[Doelen]:
1. Welke handelingen heeft [medeverdachte 2] volgens het fragment verklaard te hebben verricht ten aanzien van [medeverdachte 1] en de brandstichting? Noem ze allemaal.
2. Schrijf uit het fragment woordelijk het stuk over dat opent met de woorden "Uit het onderzoek" en sluit met "het volgende af.".

[Fragment]:
----------------------------------------

Op de telefoon van [medeverdachte 2] is ook een video aangetroffen van een voertuig dat in brand staat. Uit onderzoek is gebleken dat dit een auto betreft die eerder die avond in Hoek van Holland in brand was gestoken. [medeverdachte 1] heeft deze brandstichting bekend. [medeverdachte 2] heeft verklaard dat hij [medeverdachte 1] ter plaatse heeft gebracht, de brandstichting heeft gefilmd en vervolgens [medeverdachte 1] weer thuis heeft afgezet. [medeverdachte 1] en [medeverdachte 2] zijn op 15 mei 2025 door de meervoudige kamer van deze rechtbank veroordeeld voor hun bijdrage aan de brandstichting in Hoek van Holland en de voorbereiding tot het veroorzaken van een ontploffing in Zoetermeer.
Uit het onderzoek ter terechtzitting en de bewijsmiddelen leidt de rechtbank met betrekking tot de betrokkenheid van de verdachte bij de tenlastegelegde feiten het volgende af.
Feit 2: brandstichting in Hoek van Holland
[medeverdachte 2] heeft in zijn verhoor verklaard dat hij tijdens zijn werk, op 24 december 2024, werd gebeld door de verdachte met de opdracht om iemand op te halen en te brengen naar Hoek van Holland. [medeverdachte 2] zou dat in eerste instantie hebben geweigerd, maar de verdachte bleef aandringen door hem meerdere keren te bellen, waarna hij de opdracht heeft geaccepteerd.

----------------------------------------

[Verzameld materiaal]:

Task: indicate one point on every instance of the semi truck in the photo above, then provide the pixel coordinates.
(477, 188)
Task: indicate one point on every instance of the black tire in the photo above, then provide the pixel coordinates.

----------------------------------------

[Opgeloste opgaven]:
1.
- Hij heeft [medeverdachte 1] ter plaatse gebracht.
- Hij heeft de brandstichting gefilmd.
- Hij heeft [medeverdachte 1] vervolgens weer thuis afgezet.

2.
Uit het onderzoek ter terechtzitting en de bewijsmiddelen leidt de rechtbank met betrekking tot de betrokkenheid van de verdachte bij de tenlastegelegde feiten het volgende af.